**Short exercise**
Reproduce the material below word for word, starting at the line containing "Zoom in on tree." and ending at the line containing "[[187, 98, 242, 139], [89, 76, 137, 129]]", with both of those lines included.

**Data section**
☆ ☆ ☆ ☆ ☆ ☆ ☆
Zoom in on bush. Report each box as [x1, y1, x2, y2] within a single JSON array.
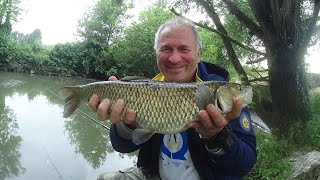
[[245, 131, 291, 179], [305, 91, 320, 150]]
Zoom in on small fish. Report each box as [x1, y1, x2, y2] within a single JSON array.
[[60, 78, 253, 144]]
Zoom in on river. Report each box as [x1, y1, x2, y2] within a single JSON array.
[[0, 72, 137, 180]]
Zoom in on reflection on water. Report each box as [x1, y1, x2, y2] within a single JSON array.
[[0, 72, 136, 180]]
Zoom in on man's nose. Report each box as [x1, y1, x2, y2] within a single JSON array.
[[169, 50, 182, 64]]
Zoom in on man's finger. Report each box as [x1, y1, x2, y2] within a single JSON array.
☆ ☆ ☆ ☆ ☆ ☆ ☆
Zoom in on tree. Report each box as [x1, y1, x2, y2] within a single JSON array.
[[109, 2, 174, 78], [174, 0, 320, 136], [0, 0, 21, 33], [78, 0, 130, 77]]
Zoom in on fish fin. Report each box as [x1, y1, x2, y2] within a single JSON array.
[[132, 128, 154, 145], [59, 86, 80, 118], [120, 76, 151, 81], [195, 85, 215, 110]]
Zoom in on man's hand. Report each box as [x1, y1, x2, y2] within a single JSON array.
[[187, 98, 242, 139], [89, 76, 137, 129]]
☆ ☆ ☆ ☆ ☆ ☆ ☆
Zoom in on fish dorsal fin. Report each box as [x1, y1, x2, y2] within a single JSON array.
☆ ☆ ☆ ☆ ☆ ☆ ☆
**Answer**
Zoom in on tree. Report each box as [x1, y1, x2, y2] within a single JSON array.
[[109, 2, 174, 78], [174, 0, 320, 136], [0, 0, 21, 33], [78, 0, 130, 77]]
Zoom in on fish fin. Report each box as [x1, y1, x2, y2] within a single JSON array.
[[132, 128, 154, 145], [59, 86, 80, 118], [120, 76, 151, 81], [195, 85, 215, 110]]
Zoom in on man's hand. Report each box as [x1, y1, x2, y2] within a single JSON array.
[[187, 98, 242, 139], [89, 76, 137, 129]]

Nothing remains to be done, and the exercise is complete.